How to complete this task =
Using the data below, return the stretch from the line that contains "Target: apartment block" through the line that contains "Place one marker on each instance of the balcony.", both included, exactly as it stands and nothing beyond it.

The records =
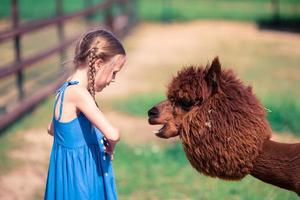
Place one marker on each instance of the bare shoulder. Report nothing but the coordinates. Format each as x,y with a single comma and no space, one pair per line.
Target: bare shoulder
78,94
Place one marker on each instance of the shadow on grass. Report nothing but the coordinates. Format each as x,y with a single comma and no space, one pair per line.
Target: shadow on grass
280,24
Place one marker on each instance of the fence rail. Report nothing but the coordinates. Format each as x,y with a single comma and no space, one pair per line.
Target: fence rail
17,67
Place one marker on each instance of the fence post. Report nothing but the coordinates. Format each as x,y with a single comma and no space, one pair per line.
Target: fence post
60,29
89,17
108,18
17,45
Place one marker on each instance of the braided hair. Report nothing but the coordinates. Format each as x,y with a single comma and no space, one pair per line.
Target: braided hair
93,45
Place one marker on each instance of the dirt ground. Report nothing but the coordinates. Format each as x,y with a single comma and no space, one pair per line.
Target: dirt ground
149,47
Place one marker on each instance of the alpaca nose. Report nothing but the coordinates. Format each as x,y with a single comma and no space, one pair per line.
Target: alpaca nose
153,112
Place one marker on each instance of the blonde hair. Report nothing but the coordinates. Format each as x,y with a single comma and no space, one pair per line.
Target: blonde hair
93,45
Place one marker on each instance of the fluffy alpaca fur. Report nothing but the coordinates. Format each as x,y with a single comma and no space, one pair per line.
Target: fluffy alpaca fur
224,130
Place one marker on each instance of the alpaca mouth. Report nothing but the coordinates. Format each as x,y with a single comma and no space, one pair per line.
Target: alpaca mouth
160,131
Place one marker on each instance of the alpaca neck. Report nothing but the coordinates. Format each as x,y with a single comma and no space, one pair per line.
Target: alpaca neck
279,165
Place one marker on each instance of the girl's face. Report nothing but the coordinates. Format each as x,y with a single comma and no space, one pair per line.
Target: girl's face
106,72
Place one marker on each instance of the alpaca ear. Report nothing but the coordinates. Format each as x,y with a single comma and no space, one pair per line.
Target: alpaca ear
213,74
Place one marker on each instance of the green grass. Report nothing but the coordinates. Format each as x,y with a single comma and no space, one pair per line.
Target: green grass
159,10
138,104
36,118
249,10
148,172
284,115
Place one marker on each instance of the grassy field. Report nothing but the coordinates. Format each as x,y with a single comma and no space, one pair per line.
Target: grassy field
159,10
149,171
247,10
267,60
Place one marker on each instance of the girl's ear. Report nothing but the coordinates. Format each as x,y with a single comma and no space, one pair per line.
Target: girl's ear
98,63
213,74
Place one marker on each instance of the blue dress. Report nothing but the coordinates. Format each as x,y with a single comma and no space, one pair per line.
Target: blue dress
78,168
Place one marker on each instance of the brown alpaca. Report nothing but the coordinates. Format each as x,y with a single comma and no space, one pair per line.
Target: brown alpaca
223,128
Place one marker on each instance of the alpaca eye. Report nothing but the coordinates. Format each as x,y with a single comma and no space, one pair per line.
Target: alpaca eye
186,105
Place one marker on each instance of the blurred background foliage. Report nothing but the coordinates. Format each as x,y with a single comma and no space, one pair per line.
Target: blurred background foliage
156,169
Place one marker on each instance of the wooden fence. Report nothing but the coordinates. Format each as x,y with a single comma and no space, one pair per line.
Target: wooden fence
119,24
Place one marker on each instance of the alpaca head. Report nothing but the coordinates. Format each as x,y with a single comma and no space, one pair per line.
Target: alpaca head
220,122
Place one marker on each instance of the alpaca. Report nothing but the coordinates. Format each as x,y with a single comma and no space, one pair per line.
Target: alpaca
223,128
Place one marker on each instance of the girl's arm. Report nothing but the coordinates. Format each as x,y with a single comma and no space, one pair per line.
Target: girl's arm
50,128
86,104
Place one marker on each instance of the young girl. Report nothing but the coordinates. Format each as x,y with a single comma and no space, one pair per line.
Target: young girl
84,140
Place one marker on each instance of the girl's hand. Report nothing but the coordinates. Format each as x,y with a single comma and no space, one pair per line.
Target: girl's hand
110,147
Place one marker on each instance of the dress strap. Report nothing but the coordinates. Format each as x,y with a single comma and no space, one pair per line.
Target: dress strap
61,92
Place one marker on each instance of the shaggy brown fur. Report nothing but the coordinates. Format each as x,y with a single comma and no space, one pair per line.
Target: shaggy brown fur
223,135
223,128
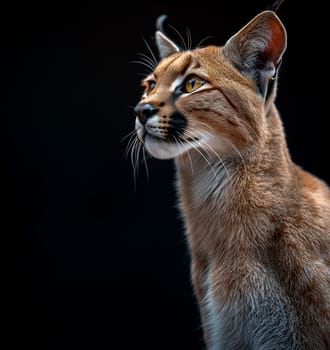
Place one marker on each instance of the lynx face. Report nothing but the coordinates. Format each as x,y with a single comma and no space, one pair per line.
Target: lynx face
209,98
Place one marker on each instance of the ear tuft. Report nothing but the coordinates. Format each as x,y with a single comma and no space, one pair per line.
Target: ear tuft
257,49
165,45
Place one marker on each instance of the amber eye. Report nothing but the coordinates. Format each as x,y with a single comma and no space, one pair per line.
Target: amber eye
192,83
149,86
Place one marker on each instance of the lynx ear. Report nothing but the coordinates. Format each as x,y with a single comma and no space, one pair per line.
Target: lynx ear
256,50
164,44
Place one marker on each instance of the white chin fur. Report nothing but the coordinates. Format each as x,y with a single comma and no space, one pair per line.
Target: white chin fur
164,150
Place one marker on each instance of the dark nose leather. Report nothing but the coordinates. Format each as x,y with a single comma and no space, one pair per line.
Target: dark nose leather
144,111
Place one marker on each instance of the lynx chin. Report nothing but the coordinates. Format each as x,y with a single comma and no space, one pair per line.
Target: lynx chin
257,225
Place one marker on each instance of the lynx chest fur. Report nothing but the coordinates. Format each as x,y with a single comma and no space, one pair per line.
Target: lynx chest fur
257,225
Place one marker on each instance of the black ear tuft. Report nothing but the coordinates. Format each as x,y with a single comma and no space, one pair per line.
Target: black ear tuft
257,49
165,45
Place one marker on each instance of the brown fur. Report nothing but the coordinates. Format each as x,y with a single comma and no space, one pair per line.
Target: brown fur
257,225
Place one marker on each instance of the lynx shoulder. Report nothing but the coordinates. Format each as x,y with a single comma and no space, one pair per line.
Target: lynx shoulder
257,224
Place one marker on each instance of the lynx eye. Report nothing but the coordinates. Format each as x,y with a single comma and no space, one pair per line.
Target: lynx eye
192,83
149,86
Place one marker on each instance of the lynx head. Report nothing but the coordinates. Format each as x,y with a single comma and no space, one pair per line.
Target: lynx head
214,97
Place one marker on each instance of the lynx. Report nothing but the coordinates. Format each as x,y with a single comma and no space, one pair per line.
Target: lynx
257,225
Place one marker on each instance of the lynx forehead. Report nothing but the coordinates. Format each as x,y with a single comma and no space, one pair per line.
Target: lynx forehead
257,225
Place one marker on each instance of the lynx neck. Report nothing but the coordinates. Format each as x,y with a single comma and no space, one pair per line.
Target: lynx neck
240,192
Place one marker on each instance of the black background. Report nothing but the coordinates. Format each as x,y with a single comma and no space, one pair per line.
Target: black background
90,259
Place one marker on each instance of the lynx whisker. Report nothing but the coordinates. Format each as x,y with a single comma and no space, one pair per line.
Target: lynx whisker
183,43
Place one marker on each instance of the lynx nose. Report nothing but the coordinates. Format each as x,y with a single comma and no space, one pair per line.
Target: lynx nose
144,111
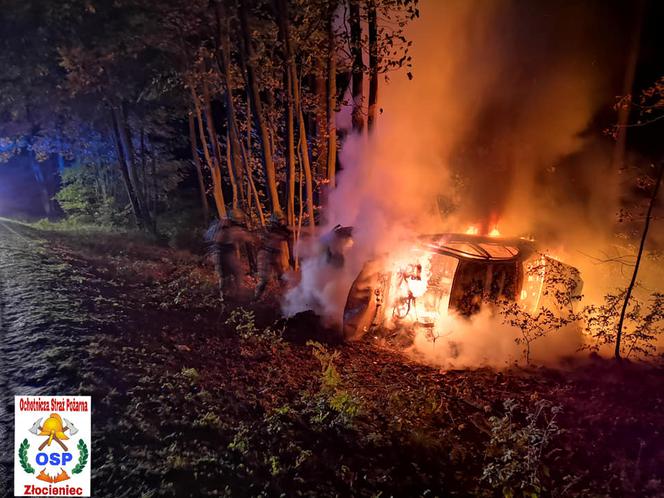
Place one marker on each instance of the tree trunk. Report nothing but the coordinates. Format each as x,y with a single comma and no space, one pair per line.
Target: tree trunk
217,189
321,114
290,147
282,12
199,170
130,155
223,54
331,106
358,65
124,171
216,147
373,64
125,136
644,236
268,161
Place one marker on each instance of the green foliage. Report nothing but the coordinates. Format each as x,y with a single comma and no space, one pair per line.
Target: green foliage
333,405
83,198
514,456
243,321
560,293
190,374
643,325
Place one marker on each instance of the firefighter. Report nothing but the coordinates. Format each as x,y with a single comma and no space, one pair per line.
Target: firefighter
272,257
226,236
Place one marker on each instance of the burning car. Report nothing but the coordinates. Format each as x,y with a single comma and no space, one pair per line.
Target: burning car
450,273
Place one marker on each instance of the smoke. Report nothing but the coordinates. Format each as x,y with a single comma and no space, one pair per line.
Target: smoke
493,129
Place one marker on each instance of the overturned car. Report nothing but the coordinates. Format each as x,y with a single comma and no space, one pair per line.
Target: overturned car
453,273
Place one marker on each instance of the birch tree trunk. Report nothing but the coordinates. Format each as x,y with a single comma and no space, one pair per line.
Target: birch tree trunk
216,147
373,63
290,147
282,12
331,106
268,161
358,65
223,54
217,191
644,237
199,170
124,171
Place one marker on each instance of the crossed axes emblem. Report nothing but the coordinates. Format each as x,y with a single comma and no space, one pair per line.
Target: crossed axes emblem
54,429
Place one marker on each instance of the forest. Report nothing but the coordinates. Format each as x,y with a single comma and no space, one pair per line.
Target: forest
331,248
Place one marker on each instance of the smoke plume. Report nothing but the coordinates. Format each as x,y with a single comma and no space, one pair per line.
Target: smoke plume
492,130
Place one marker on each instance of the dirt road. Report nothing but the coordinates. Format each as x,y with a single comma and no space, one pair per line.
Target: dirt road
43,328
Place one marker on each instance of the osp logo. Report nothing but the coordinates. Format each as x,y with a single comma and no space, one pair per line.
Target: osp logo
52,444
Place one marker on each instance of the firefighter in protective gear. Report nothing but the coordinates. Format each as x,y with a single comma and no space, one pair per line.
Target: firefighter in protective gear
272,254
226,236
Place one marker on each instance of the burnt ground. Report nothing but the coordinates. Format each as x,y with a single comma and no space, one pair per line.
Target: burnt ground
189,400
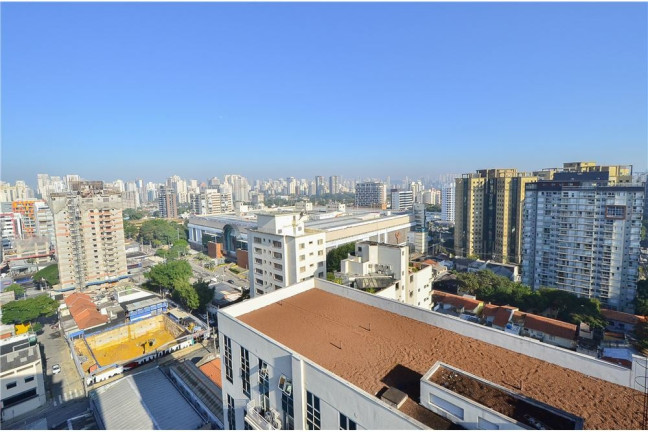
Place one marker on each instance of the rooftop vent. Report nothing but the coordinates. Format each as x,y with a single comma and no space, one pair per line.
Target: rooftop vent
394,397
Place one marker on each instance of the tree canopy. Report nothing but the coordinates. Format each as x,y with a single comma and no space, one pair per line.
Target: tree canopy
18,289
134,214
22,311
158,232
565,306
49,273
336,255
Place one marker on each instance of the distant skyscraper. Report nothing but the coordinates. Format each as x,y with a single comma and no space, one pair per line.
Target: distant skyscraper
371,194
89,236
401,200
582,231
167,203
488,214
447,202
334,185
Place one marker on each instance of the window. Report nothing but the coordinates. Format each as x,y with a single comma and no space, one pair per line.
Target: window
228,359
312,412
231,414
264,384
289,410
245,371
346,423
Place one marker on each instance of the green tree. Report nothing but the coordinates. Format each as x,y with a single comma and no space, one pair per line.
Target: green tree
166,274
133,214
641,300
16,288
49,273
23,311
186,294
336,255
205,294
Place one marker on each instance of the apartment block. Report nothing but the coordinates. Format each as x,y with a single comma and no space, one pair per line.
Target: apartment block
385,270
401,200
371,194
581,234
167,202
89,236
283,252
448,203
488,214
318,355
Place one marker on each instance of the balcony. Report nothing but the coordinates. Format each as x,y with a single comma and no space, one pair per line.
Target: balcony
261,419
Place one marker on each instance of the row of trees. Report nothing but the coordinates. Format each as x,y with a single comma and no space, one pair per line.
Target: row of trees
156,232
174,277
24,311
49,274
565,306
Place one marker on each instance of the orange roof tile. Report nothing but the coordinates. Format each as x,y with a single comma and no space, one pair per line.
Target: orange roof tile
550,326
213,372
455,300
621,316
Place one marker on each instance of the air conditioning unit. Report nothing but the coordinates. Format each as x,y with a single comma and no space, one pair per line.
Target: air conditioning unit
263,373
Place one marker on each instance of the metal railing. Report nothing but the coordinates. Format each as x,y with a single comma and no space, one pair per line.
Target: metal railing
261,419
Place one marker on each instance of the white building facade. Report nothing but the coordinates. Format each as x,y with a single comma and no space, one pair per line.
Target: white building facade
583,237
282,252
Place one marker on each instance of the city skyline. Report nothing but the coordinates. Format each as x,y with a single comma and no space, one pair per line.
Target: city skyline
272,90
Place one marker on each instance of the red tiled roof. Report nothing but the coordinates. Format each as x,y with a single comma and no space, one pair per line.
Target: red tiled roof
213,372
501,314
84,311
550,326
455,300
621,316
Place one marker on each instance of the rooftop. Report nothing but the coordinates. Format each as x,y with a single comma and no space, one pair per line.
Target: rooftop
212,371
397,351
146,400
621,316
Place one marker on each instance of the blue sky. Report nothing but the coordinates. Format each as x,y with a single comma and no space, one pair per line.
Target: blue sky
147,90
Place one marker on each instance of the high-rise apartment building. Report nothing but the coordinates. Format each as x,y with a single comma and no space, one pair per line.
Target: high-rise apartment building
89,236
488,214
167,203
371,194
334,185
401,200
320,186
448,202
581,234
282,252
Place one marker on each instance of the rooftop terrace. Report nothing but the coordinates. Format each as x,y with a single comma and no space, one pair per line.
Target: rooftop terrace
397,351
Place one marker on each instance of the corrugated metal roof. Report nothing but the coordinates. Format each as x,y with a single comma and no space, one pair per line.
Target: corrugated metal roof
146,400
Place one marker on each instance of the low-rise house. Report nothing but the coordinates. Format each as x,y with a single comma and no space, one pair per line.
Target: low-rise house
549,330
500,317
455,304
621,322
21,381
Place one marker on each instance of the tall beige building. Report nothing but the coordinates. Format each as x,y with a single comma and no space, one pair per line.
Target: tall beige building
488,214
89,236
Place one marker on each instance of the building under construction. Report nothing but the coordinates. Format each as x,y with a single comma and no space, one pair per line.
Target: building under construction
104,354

Task output =
Target: apartment block
385,270
401,200
371,194
581,234
167,202
89,236
283,252
448,203
488,214
318,355
Place one marker on each instance of the balcony. Report nothing but the coordinates. Format each as x,y with a single comma and no space, one pair per line.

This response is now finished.